- _Arbeitsanweisung_: Suche aus der folgenden Auflistung jede Zeile heraus, in der das Wort „background“ vorkommt, und schreibe diese Zeilen vollständig ab.

- _Vorliegende Angaben_:
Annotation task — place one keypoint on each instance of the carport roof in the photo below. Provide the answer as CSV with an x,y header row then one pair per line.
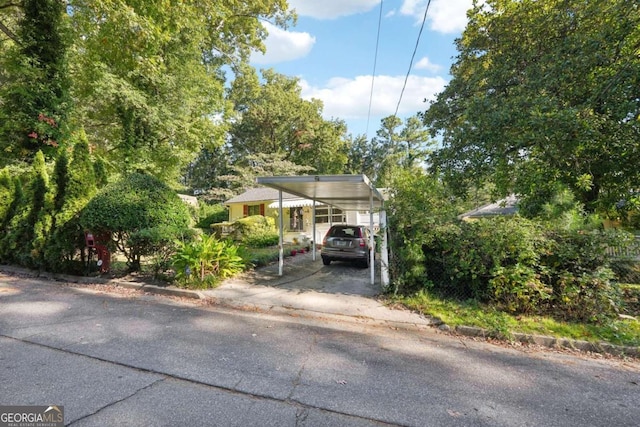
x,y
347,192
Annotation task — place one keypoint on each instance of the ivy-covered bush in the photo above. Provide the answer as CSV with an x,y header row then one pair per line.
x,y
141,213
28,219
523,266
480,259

==

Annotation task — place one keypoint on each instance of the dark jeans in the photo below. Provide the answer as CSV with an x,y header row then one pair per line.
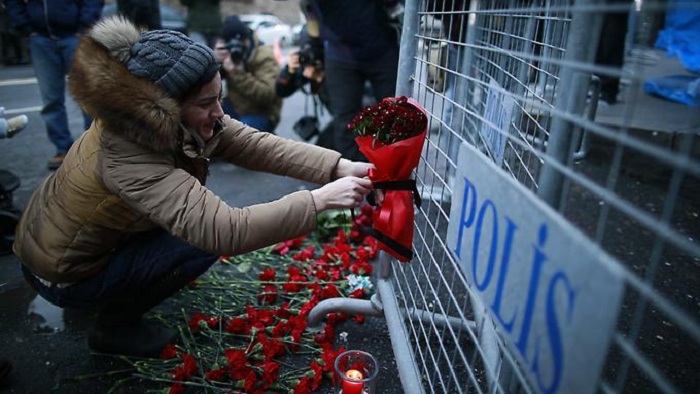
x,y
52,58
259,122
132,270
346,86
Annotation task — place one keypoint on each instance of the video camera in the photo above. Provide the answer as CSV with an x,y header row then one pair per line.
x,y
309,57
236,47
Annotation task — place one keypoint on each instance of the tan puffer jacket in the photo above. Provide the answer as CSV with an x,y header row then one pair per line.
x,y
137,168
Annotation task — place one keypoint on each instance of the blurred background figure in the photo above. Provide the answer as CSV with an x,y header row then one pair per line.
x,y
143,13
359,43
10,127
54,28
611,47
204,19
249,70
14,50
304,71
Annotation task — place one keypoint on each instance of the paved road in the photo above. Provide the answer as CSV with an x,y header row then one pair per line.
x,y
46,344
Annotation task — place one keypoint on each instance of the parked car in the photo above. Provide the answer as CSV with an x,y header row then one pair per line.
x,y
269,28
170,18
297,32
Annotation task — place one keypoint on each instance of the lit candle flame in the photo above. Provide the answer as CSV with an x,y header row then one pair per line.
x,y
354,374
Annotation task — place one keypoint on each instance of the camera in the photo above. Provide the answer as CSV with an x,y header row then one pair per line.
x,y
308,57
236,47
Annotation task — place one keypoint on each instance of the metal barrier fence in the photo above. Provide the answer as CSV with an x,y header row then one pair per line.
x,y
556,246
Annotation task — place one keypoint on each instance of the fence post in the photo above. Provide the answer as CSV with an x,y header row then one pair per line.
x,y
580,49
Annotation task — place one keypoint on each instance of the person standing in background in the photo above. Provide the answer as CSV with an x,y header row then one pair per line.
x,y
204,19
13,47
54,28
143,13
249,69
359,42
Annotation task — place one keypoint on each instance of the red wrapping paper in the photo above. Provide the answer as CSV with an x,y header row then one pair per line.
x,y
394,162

...

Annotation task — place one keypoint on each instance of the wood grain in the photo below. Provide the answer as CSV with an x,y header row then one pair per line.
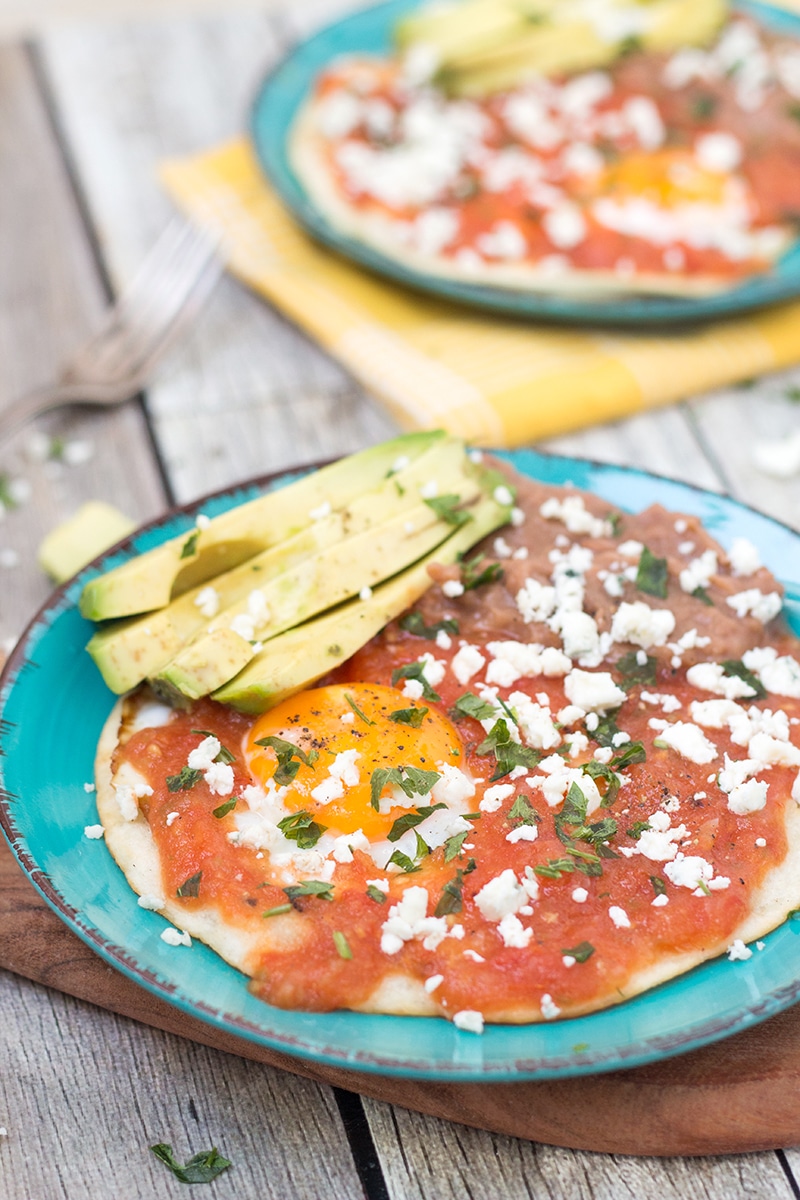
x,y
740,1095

- _Lösung_:
Annotation task — place one keypoint on each instance of the blurred background figure in the photo above. Provide the answer as CSV with an x,y header row then one pair per line.
Annotation task — place one keypoint on each instance of the person standing in background in the photo above. Provide the answer as CSV with an x,y header row then one pair per line.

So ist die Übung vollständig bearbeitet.